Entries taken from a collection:
%%

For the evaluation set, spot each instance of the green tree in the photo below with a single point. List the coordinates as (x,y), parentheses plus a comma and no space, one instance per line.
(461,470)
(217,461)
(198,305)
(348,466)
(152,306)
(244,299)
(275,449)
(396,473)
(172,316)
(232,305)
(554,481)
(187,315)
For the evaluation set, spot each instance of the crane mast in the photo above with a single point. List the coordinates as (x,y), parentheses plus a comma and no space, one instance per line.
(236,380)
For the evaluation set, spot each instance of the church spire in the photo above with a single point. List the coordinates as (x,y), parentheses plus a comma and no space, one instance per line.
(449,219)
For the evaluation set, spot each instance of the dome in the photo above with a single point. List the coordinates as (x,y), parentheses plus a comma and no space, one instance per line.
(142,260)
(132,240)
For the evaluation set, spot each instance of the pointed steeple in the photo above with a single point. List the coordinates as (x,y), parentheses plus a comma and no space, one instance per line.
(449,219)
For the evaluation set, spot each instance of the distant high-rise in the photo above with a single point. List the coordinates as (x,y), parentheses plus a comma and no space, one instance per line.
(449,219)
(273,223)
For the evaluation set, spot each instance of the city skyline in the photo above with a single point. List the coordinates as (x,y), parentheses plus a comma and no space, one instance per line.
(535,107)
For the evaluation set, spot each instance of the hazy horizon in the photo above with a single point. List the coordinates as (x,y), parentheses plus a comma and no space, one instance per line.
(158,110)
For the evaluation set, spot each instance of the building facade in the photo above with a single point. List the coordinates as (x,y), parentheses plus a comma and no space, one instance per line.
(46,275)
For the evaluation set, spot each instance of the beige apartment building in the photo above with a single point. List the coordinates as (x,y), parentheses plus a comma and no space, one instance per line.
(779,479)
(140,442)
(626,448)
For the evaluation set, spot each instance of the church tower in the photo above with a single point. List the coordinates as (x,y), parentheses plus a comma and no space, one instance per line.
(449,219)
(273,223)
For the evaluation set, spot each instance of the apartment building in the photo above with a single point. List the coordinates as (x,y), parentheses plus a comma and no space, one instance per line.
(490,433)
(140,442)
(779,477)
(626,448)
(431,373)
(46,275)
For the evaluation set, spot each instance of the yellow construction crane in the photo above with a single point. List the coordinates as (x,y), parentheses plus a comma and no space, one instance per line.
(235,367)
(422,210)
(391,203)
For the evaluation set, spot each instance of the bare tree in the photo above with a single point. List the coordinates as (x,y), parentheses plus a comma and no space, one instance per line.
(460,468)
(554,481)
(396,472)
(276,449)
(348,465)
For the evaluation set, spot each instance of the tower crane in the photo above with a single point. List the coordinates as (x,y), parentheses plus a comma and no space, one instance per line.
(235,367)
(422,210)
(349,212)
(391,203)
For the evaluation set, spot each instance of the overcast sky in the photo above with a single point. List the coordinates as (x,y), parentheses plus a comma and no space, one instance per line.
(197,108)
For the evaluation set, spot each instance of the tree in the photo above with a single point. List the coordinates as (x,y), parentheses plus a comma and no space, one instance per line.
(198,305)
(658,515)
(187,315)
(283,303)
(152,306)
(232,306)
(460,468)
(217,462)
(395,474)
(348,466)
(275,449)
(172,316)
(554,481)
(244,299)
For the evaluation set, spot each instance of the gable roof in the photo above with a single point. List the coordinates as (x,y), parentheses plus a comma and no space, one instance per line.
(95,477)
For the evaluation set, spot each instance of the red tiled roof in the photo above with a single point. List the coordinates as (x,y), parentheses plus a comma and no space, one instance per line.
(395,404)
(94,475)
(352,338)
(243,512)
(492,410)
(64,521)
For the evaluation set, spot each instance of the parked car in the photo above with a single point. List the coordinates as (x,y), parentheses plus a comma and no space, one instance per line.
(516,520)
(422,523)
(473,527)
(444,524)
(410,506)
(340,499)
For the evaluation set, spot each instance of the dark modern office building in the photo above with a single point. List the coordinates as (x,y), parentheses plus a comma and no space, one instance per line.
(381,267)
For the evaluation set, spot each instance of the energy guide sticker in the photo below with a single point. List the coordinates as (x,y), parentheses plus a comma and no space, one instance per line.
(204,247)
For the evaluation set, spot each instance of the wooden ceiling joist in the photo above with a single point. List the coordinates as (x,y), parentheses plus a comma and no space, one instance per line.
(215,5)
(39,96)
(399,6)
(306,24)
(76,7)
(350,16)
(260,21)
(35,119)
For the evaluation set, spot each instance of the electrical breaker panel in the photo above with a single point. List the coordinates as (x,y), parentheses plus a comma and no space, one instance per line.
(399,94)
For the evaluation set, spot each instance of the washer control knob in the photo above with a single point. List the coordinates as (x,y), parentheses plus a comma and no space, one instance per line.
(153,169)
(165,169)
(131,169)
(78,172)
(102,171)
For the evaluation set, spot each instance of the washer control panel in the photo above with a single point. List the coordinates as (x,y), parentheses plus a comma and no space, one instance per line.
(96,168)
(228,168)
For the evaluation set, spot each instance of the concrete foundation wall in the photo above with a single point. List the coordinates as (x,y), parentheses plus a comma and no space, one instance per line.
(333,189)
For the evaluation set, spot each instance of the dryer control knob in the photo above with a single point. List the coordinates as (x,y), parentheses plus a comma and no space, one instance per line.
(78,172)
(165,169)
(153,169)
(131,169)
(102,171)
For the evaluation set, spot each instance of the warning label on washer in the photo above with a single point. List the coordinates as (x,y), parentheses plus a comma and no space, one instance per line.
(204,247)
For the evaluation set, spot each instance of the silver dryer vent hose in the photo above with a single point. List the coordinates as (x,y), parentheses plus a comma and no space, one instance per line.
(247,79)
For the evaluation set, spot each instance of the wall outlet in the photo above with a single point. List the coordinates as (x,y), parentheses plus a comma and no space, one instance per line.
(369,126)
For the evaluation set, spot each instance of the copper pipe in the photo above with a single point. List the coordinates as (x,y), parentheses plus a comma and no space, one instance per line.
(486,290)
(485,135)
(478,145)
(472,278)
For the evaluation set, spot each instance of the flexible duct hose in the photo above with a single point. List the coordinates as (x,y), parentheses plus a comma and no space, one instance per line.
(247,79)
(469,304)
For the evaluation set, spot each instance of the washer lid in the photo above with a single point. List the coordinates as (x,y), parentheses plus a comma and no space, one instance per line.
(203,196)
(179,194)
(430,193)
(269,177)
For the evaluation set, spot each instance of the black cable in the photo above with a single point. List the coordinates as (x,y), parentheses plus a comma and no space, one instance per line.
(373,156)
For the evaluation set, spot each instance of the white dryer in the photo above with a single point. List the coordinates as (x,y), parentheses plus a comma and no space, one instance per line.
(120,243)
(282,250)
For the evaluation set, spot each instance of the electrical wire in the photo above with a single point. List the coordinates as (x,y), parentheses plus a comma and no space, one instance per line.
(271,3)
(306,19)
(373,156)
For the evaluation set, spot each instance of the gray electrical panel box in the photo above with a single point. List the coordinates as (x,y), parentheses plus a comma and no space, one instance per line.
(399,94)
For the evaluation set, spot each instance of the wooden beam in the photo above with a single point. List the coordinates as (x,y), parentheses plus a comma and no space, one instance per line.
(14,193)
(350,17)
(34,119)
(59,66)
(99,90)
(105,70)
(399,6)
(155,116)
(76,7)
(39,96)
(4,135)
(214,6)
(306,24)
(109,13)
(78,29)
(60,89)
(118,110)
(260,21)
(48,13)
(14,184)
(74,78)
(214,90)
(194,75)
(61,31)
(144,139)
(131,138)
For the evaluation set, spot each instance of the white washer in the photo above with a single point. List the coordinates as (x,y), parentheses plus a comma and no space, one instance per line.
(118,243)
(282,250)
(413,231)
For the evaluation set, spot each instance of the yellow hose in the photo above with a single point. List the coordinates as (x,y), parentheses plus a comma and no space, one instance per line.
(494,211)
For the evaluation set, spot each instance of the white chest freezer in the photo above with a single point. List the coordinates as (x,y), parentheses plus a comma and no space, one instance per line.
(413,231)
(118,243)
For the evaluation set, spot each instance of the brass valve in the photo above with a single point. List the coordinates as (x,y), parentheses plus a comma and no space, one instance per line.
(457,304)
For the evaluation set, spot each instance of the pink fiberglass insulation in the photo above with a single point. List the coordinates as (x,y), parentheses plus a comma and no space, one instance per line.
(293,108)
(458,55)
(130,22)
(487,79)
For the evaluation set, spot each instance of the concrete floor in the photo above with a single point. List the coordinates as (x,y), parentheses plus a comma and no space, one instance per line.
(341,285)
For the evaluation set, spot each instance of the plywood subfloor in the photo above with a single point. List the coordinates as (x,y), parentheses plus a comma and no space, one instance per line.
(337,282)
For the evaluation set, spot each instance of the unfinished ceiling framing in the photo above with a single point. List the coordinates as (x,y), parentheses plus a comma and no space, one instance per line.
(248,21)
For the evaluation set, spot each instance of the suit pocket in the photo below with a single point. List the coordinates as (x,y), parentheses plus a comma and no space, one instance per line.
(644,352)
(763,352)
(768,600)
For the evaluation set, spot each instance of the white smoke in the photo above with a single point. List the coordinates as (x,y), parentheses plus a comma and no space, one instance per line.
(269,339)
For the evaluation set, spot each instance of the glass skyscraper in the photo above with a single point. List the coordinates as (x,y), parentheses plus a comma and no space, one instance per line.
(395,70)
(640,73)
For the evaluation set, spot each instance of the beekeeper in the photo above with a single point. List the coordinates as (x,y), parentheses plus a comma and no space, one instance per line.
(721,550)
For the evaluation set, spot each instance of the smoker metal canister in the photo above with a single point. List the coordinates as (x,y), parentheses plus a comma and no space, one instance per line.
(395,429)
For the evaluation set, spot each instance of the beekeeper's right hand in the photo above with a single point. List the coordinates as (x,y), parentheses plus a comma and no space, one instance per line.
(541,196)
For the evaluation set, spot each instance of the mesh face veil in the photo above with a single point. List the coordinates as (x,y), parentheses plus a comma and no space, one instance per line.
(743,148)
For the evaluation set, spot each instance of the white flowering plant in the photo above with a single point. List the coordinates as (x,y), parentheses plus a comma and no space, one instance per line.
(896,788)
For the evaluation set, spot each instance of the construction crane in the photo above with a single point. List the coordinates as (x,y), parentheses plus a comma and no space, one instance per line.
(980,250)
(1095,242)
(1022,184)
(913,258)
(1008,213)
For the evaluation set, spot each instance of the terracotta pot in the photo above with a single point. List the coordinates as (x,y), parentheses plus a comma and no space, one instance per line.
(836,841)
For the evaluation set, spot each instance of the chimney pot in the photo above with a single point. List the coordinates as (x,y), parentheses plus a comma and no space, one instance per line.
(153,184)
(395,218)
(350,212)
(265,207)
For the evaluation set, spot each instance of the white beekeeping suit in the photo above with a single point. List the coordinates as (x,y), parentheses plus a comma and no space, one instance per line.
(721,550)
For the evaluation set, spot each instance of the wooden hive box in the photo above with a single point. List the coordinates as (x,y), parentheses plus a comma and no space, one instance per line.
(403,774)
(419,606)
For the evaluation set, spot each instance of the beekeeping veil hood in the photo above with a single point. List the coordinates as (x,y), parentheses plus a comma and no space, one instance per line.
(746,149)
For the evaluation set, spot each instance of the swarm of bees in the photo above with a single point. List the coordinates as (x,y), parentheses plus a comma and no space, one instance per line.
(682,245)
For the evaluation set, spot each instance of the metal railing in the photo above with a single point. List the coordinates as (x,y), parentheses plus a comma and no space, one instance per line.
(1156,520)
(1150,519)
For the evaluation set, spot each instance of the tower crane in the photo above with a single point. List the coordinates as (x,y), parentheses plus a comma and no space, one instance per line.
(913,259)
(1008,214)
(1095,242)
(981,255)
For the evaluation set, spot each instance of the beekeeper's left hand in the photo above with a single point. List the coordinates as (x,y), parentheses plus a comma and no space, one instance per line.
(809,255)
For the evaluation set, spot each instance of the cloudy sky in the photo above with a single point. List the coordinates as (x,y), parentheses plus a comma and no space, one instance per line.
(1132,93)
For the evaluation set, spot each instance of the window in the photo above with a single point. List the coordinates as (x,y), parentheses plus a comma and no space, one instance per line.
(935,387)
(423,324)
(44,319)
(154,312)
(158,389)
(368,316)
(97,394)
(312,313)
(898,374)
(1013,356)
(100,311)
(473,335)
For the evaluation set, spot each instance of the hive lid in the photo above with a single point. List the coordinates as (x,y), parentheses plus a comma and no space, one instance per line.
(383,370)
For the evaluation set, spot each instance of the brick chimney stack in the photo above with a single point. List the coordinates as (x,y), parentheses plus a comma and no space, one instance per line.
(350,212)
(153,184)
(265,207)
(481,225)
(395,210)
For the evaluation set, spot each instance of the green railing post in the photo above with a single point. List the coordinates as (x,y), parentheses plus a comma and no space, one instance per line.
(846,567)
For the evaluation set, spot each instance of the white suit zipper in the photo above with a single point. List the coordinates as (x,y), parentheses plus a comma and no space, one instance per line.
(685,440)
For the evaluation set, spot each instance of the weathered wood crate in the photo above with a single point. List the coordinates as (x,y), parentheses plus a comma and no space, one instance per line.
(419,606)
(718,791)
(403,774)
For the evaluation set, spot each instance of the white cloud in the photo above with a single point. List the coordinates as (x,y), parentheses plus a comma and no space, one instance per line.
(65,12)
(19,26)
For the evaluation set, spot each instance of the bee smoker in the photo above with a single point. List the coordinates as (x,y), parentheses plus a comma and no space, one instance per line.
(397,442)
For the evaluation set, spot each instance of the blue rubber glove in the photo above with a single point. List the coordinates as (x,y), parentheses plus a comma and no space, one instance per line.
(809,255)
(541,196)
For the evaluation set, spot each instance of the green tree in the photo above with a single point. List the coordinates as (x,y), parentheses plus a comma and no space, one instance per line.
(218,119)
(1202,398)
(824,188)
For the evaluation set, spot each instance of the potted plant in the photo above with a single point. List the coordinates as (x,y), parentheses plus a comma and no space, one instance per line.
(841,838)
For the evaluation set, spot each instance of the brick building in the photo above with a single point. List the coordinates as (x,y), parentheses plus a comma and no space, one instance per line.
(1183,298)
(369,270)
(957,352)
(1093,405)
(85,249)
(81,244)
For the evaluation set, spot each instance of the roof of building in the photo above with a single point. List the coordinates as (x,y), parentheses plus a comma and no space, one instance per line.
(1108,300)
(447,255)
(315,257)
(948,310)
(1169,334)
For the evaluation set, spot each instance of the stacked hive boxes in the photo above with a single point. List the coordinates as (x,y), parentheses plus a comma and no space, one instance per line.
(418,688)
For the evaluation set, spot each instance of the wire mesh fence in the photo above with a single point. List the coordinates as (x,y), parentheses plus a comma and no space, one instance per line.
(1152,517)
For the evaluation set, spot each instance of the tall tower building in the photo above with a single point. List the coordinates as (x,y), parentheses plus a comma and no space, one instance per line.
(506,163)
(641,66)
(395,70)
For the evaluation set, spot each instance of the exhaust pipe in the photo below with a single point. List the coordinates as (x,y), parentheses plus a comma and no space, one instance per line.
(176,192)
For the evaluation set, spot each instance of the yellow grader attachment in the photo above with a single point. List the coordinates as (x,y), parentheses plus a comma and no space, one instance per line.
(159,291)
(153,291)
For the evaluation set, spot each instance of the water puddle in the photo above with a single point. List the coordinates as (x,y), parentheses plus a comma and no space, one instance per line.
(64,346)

%%

§ **Task requirements**:
Only the lines from the one containing "For the evaluation set, spot each instance of the roof" to the end of the records should be repeated, exactly as they appear.

§ **Output for this task**:
For the evaluation set, spot each instance of the roof of building in the photo above with a single point. List the coordinates as (x,y), parentheses plus a comma and no space, one instance per line.
(1108,300)
(447,255)
(315,257)
(948,310)
(1169,334)
For the evaluation set, spot each instance of the stacked hive boxes in the photo above with a single point. List the coordinates as (x,y), parentheses plus a comma and no space, one instance per line.
(418,688)
For the evaluation set, spot each instance of the wire mesh fence in the photo above with a single point. List the coordinates as (x,y), parentheses plus a comma and no space, one instance per line.
(1152,517)
For the evaluation set, spot each instance of the tall tower building in the photo above with a single point. List the coordinates as (x,y), parentheses plus a comma and no space, one instance per line.
(506,163)
(641,66)
(395,70)
For the evaluation set, spot each instance of the exhaust pipe in the photo below with a single point. List the coordinates as (x,y), parentheses plus a comma and no space, one instance per line.
(176,192)
For the evaluation set, spot each instance of the yellow grader attachment in the photo above with a single point. List the coordinates as (x,y), parentheses plus a comma and no space, one instance per line.
(159,291)
(153,291)
For the evaluation set, spot each instance of the water puddle in the photo above with a single point. List the coordinates as (x,y), parentheses plus a comma and no space, one instance per line.
(64,346)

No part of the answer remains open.